(Records from a data source)

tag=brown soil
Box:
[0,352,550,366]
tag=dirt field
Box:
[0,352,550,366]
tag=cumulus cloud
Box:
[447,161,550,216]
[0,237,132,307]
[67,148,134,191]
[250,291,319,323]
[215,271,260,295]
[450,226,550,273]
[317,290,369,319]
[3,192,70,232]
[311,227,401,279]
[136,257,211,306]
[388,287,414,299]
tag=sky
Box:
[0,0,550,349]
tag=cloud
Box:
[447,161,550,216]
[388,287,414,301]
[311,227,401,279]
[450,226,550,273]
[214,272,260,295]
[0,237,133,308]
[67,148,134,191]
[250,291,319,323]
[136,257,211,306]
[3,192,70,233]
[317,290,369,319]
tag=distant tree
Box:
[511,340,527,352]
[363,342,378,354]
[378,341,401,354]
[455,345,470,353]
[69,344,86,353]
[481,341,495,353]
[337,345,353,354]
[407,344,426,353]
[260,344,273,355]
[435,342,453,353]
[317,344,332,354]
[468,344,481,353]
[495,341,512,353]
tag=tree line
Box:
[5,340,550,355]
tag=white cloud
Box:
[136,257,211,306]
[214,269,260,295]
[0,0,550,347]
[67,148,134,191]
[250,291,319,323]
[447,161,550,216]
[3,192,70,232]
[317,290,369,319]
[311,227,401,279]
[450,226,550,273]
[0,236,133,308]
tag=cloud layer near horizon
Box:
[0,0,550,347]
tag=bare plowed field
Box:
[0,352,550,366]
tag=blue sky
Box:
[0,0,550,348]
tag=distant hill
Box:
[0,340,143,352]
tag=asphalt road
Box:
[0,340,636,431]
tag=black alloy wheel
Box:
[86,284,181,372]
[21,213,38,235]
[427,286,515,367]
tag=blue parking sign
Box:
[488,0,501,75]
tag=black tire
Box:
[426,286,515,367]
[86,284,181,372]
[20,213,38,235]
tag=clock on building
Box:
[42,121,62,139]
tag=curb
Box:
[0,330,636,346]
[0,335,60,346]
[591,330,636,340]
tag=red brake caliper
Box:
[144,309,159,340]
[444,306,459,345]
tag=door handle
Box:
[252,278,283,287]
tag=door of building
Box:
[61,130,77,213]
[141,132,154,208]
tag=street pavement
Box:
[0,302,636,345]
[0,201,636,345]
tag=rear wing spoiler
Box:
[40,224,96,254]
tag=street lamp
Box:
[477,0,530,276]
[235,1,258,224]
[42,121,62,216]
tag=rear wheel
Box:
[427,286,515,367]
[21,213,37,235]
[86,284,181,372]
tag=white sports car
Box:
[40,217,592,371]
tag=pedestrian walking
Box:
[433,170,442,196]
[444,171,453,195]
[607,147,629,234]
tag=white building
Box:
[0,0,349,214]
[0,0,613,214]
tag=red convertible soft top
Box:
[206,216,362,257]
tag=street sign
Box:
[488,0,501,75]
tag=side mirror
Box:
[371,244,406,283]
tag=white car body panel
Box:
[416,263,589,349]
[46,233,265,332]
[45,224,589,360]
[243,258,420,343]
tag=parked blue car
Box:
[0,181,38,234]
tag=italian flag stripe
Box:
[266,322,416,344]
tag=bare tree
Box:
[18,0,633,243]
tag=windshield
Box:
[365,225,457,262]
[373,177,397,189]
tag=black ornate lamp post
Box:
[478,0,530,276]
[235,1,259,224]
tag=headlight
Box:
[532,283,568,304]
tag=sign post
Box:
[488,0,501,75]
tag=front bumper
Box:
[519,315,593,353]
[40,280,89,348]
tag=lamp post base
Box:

--

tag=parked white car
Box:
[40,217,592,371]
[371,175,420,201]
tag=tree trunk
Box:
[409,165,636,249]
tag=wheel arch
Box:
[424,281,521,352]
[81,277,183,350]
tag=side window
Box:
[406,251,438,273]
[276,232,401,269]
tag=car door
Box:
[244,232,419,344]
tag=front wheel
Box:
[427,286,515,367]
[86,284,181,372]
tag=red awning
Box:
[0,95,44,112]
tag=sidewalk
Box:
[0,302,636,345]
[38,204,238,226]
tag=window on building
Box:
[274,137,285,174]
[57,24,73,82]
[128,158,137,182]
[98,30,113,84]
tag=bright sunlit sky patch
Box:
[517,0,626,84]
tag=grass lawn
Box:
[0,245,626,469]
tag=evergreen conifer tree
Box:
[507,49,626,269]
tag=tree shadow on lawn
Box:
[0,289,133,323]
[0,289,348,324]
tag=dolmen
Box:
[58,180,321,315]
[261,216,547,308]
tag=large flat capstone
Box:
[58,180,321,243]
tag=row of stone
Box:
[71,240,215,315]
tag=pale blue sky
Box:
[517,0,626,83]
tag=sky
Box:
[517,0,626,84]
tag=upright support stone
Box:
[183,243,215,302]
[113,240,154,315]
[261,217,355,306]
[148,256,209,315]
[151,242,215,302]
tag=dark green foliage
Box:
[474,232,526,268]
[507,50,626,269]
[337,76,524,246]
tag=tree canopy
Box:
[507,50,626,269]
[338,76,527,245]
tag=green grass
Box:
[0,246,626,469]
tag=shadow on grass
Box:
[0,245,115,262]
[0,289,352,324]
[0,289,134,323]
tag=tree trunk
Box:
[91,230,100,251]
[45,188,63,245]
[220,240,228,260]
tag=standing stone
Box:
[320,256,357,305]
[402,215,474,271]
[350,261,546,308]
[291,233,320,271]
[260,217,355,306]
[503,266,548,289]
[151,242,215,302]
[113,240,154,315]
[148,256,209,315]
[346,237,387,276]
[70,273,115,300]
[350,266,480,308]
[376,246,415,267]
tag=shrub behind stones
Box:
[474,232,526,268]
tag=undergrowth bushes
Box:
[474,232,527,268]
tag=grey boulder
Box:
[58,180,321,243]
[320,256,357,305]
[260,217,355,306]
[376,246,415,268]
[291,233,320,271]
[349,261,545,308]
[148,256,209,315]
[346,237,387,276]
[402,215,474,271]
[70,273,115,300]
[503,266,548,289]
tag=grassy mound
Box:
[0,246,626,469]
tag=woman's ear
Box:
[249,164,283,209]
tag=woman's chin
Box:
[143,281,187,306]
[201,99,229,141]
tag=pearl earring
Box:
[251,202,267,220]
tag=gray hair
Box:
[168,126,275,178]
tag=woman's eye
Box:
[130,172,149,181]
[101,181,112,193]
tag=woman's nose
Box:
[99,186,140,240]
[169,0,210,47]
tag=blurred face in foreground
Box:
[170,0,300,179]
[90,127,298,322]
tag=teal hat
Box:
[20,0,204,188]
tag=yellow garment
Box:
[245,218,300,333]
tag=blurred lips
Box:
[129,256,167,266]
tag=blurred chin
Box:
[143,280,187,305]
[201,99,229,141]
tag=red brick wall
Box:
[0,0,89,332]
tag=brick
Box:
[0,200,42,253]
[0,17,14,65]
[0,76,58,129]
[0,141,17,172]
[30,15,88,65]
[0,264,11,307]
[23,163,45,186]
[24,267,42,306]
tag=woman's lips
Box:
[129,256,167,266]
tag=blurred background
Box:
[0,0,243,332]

**Exercise goal**
Gather every line of the data that holds the word "parked", and copy each one in full.

**Response**
tag=parked blue car
tag=parked white car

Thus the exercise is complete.